[Data extracted from a collection]
+ + + + + + +

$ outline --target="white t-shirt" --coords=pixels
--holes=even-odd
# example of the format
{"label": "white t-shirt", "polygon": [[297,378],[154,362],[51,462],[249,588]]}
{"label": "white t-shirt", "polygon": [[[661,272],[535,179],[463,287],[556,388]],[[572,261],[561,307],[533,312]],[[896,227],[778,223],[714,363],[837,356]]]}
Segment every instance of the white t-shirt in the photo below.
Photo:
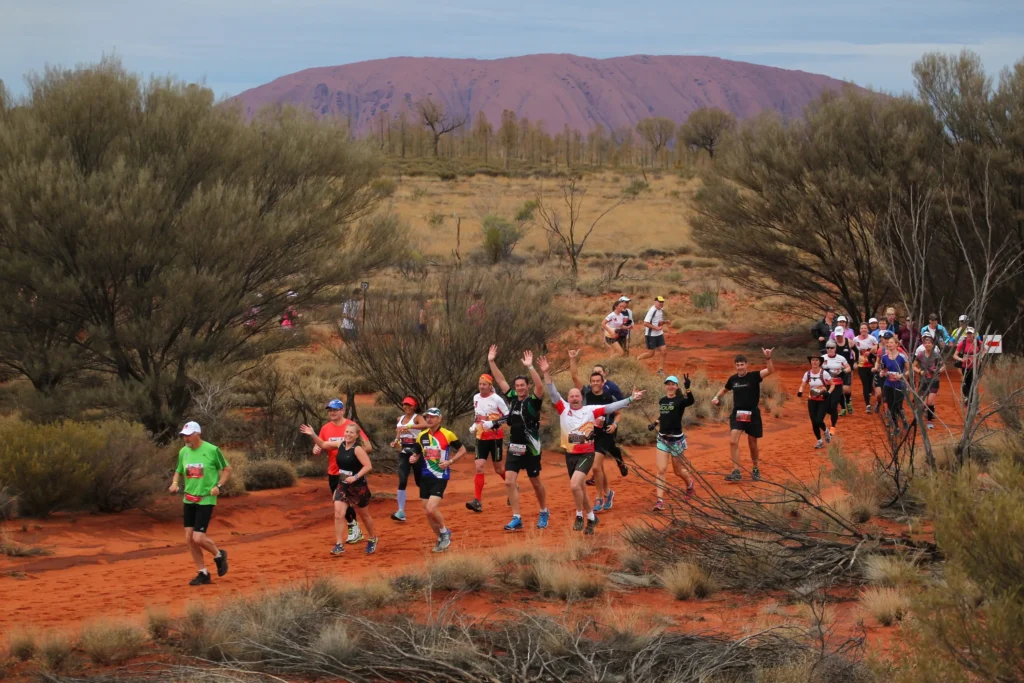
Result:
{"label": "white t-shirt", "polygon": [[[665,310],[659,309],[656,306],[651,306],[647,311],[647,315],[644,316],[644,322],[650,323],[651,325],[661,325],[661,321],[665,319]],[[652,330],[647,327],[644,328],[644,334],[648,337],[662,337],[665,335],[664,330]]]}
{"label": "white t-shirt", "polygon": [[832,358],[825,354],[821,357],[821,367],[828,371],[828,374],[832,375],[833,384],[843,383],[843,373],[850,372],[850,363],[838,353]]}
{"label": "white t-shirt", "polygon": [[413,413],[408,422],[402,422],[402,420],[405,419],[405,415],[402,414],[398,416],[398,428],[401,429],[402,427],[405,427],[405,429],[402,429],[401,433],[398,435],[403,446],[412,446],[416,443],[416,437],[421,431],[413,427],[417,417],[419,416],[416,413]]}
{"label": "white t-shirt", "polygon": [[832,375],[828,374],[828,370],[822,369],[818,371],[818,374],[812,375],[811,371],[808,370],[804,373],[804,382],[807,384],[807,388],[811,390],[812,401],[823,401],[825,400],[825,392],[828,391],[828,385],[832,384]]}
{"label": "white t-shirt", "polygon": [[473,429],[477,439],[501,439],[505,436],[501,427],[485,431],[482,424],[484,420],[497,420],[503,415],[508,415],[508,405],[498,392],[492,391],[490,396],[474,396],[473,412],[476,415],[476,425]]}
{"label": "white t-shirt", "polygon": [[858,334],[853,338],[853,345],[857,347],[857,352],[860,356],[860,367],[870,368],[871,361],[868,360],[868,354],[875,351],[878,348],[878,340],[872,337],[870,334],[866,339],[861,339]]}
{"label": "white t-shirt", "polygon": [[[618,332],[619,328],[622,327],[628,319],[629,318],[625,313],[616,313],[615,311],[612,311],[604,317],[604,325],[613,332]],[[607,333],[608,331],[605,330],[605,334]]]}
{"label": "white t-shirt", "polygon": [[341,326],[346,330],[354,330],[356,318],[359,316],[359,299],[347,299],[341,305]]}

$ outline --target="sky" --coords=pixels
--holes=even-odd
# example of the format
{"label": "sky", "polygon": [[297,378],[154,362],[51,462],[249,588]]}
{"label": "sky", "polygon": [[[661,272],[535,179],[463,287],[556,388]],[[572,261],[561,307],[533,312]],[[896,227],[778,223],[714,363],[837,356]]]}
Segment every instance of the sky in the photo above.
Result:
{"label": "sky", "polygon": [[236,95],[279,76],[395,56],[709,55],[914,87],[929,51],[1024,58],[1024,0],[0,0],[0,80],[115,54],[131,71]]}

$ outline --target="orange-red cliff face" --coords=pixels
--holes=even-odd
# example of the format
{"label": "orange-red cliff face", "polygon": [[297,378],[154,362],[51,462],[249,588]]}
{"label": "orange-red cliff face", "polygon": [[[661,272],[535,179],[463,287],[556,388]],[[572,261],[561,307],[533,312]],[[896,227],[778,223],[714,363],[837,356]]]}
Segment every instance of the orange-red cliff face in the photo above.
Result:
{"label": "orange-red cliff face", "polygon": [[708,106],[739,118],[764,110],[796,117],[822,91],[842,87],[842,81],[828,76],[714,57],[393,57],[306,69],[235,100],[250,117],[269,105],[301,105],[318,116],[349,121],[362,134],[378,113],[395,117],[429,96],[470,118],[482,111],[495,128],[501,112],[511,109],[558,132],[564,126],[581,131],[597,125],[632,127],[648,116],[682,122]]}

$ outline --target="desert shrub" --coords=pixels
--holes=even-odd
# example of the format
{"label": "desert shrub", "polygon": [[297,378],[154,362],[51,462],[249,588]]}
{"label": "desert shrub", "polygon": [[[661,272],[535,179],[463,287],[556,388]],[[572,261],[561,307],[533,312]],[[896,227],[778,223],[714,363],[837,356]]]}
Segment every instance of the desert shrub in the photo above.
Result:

+ + + + + + +

BRIEF →
Scan the lines above for the word "outline". Return each one that has it.

COMPLETED TASK →
$ outline --target="white t-shirt" --coords=pixels
$ outline --target="sky" --coords=pixels
$ outline --target="orange-red cliff face" --coords=pixels
$ outline --target="desert shrub" --coords=pixels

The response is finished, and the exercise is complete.